- Instruction: In the scanner discussion below, what should the GStreamer scanning step be limited to producing?

- Excerpt provided:
***

Comments (7)
I've been thinking more about this lately and the setup I imagine is still that we have the external interface be the URLs to scan queue. The GStreamer scanning bit should be reduced a bit in scope so we only produce the tags and the duration. This result gets passed to the next queue without getting converted to a track, this format should match whatever the tags changed event emits.
The results in the post-processing queue should have per URI type annotations run, an example of this would be last modified for file://
URIs. This would also have the potential for catching and converting the playlists meaning mopidy/mopidy#701 becomes obsolete.
At the end of the post processing we should either have an other queue, or just emit the resulting track/playlist/... From this point the consumers of the scanner data become relevant again and take over either returning the metadata we found for a stream lookup or adding the result to the library.
For the GStreamer bit we should consider getting rid of the manual bus handling and just leave that to the GObject loop. This way we can scale number or GStreamer scanners without throwing more Python threads at the problem (GStreamer will still have it's own internal threads though).
Note that there are however two/three current use cases. Local scanning done "offline", the planed in process local scanning and finally metadata lookup for streams. This is important to note as the turnaround time for the stream case is much tighter than the others. As such there is a fair chance we should make the queues priority queues, or have two of them with different service levels, ensuring that a running local scan doesn't block the stream metadata lookup or otherwise consume to much resources.
For this I'm also assuming that we have single scanner pipeline running as part of audio/core which local and others are allowed to use.

***

- Record excerpts:
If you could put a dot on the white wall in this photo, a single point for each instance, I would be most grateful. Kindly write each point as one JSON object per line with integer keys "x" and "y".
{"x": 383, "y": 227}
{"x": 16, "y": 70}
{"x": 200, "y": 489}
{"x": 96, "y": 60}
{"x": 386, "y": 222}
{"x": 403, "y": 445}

***

- Exercise output: Only the tags and the duration.